# [Reading text]
— BEGIN —

It starts out with an email from a friend saying that they are looking into acquiring a storage server for their science lab.
Date: Mon, 1 Mar 2010
From: A Friend In That Lab
Subject: Fwd: Fwd: server config pricing spreadsheet
To: Chris X Edwards
We're looking for recommendations for something you know a lot more about than
I do, so if you have time, I thought I'd ask what you think...
---------- Forwarded message ----------
Subject: Re: Fwd: server config pricing spreadsheet
To: PI
From: Someone The PI Knows Who Knows-About-Computers
Cc: A Friend In That Lab, Person Responsible For System Administration
Hi folks
I like the x4440 the best, it seems to be the best value. Nothing wrong with
the x4275, though the extra power would be good. If you did purchase the
x4275, I would recommend and even number of drives (4 or more) and configure
with a RAID 10. [Blah blah blah]
[A bunch of talk about various server options which is uninteresting.]
I offered to go to their lab meeting and tell them my perspective on storage servers. This offer was accepted and I met with this entire group (PI, PRFSA, et al) on March 16, 2010. I explained to them the McNett Storage Server Architecture: build it yourself from components that are easily replaceable and if in doubt, buy two and put one on the shelf. And, of course, use Linux.
In the previous couple of months I had just built such a storage server of similar capacity. I showed them my notes on that specific build. They were looking to buy a used Sun machine. With storage capacity and RAID configuration similar to my box, their prospect was, despite being used, about three times more expensive.
I clearly told them that the storage server they were looking at would be a proprietary machine which would limit their responsiveness to problems. I enumerated all the ways that storage servers fail and addressed how the McNett design accommodates those failures. By having easily obtainable cold spares of anything that could fail on hand and ready to go you greatly reduce your dependence on uncontrollable entities in keeping the machine running.
They were very skeptical, instead appearing to favor the apparent greater security of Sun’s very reassuring warranty (which this machine apparently would be "covered" by). I explained my experience with warranties and how big companies are more motivated to make the service seem good before the sale than after.

— END —

# [Dataset extract]

— BEGIN —

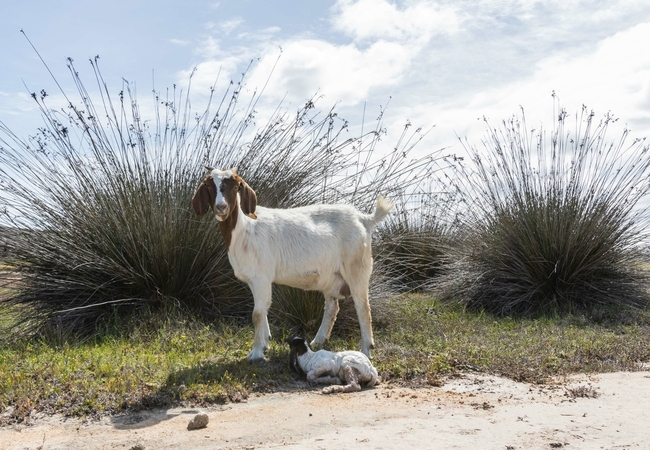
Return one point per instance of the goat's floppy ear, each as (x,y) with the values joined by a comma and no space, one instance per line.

— END —

# [Task instructions]
1. Which email header field names appear in the messages quoted in the storage server text?
2. Quote the storage server text from "In the previous" to "times more expensive.".
Work only from the storage server text, not the lines.

# [Task results]
1. Date, From, Subject, To, Cc

2.
In the previous couple of months I had just built such a storage server of similar capacity. I showed them my notes on that specific build. They were looking to buy a used Sun machine. With storage capacity and RAID configuration similar to my box, their prospect was, despite being used, about three times more expensive.